[Point annotation dataset records]
□ □ □ □
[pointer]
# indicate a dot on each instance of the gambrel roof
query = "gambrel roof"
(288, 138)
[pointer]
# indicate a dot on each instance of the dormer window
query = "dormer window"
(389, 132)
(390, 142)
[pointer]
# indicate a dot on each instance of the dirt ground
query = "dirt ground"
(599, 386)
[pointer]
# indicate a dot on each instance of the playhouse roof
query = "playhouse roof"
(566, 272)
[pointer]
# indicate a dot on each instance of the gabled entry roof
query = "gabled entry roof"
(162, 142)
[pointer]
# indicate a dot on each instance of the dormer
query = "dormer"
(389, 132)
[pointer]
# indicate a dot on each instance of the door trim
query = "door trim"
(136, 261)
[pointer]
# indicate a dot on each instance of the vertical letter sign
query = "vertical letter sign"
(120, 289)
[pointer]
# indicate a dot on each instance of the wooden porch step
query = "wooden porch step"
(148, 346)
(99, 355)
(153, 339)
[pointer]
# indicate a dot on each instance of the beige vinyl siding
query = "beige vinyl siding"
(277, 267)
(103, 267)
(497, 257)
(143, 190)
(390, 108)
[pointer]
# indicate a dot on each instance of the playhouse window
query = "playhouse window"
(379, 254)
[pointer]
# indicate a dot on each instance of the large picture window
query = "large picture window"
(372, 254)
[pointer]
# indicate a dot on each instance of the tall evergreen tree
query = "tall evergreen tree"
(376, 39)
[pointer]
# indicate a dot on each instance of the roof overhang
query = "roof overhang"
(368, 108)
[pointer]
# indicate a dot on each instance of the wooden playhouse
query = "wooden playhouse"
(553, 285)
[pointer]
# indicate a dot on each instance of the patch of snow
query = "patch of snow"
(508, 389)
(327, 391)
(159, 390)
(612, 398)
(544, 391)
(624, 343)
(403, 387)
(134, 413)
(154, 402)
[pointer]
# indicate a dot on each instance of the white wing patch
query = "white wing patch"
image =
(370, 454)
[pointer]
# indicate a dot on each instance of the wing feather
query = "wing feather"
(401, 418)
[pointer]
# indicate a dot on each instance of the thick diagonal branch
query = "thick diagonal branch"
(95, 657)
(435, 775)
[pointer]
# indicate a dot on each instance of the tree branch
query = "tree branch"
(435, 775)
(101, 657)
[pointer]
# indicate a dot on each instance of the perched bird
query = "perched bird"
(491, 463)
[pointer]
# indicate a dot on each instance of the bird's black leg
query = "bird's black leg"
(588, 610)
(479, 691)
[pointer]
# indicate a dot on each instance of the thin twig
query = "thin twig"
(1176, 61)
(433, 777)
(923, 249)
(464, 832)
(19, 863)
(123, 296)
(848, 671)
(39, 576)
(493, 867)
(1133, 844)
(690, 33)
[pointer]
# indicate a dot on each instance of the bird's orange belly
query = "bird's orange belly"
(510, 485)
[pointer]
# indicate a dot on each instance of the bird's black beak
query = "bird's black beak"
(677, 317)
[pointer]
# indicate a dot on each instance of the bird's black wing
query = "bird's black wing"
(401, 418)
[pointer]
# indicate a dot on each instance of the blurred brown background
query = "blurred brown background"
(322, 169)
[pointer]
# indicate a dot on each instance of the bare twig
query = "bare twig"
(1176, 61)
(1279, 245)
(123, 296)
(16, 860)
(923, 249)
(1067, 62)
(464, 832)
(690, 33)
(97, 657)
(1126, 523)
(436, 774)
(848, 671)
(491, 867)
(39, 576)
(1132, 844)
□ □ □ □
Objective: Locate each line in the records that contains the word "tree", and copy those lines.

Solution to this task:
# indicate a dot on each instance of the tall evergreen tree
query = "tall evergreen tree"
# indicate a dot on each instance of the tree branch
query = "tree branch"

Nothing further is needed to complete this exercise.